▶ _What the task asks_
Copy the listing from the line that contains "Detect flower bud" through the line that contains "229 342 808 592", both included, keeping every request as it stands. Decrease each bounding-box coordinate in the answers by 50, and leave the sample coordinates in the requests untouched.

▶ _Data for processing_

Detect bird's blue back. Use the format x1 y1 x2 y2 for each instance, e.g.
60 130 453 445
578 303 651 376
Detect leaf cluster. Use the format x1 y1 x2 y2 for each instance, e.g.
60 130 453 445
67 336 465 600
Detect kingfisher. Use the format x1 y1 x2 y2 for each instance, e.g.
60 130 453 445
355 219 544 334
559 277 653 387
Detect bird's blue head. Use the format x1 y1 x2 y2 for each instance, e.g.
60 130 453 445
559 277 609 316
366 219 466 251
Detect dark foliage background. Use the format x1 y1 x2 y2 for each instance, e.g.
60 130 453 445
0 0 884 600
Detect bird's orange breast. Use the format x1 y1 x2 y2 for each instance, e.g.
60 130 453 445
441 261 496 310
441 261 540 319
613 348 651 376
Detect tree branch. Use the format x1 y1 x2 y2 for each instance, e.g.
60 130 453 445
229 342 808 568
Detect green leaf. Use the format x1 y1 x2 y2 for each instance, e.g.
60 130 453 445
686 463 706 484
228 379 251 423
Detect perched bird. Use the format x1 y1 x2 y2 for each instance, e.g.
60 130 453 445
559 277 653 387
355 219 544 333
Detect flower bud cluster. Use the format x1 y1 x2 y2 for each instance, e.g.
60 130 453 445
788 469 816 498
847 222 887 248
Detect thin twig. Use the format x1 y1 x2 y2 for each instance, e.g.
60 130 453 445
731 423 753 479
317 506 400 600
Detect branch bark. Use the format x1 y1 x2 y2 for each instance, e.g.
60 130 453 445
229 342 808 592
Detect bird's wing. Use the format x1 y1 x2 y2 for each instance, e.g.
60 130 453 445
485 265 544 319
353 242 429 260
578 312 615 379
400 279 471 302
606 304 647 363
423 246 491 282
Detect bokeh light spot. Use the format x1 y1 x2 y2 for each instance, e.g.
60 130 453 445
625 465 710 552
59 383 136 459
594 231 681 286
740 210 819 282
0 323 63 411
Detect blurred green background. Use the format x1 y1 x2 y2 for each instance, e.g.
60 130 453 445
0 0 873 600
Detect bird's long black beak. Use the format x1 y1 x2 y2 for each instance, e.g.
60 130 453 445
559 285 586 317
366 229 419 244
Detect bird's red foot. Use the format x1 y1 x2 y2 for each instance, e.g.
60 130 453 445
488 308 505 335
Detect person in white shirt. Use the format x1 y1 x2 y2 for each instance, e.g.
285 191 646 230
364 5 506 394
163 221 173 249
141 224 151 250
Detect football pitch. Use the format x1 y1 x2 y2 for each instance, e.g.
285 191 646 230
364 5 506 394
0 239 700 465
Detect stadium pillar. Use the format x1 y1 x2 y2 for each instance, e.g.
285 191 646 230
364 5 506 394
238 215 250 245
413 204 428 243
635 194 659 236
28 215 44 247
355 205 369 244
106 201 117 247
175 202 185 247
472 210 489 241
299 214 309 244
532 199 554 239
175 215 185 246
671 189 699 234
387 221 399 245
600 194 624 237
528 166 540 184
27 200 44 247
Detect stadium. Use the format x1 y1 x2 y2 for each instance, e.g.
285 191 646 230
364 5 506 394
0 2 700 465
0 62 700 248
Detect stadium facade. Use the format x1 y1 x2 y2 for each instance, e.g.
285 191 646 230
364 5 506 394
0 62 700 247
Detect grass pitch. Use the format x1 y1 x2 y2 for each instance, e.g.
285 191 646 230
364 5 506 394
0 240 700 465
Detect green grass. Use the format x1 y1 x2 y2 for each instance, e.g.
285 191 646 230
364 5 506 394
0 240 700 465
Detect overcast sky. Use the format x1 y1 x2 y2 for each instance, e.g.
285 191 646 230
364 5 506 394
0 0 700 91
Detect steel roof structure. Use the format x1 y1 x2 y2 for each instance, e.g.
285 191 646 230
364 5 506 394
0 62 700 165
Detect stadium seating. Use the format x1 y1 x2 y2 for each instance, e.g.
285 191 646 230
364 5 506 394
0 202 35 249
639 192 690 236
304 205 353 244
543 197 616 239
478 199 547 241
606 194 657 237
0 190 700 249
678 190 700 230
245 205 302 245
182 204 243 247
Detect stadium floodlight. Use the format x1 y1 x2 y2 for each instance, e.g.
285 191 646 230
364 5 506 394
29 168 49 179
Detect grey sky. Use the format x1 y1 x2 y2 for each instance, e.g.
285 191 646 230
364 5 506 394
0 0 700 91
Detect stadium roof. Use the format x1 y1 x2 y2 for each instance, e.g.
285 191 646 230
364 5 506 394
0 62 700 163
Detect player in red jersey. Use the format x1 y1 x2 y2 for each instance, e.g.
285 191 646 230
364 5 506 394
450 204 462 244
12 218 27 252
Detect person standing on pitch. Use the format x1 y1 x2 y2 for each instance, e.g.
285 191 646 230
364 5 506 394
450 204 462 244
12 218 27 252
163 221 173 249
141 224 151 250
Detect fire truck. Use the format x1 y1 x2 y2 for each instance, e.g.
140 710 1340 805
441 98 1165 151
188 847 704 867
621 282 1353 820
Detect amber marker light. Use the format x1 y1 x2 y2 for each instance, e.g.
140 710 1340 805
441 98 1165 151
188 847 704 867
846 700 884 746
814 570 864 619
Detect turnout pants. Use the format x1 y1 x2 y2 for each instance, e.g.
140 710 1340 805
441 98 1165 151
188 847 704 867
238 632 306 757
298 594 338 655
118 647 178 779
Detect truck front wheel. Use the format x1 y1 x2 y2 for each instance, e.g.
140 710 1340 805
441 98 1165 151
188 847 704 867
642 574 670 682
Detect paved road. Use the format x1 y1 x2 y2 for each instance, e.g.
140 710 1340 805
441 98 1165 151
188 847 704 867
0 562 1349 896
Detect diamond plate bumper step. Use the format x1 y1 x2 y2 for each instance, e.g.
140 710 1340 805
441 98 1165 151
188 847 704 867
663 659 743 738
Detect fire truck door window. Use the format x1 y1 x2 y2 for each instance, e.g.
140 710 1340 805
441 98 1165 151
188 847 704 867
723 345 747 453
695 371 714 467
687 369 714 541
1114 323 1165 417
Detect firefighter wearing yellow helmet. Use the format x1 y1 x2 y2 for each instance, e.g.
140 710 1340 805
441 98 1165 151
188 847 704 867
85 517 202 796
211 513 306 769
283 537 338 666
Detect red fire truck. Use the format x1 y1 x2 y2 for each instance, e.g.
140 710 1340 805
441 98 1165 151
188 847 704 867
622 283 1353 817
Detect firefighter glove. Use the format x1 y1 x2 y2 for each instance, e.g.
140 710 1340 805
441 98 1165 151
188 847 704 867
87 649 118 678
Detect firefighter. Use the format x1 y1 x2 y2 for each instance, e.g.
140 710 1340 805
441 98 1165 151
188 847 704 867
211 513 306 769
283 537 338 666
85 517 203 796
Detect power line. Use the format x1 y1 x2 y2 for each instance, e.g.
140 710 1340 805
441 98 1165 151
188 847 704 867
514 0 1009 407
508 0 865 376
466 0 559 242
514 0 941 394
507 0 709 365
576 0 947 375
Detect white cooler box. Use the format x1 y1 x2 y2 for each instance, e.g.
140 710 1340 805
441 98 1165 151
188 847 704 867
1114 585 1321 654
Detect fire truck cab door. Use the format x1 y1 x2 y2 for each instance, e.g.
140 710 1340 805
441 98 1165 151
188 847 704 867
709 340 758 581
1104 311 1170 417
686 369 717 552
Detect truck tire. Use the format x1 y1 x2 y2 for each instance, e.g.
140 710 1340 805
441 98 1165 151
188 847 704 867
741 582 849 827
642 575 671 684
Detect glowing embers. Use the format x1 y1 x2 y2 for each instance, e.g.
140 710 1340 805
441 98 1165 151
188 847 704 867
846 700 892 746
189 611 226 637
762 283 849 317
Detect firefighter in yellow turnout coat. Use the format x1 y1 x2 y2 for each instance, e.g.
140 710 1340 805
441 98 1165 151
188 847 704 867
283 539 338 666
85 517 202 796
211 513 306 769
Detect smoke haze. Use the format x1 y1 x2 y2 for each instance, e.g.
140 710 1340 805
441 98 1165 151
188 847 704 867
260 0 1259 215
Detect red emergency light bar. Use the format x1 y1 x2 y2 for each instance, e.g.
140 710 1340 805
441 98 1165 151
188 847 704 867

▶ _Finished exercise_
Detect flower bud cluster. Use the format x1 y1 x2 y2 for each instance, e.g.
60 130 453 445
738 419 766 448
797 172 837 198
Detect thin twig. Use the format x1 y1 x2 y2 for each instance, e.g.
60 130 453 445
681 373 703 429
267 456 350 550
Detect branch bark. Use the format x1 y1 x2 y2 for each instance, e.g.
60 130 453 445
179 292 758 542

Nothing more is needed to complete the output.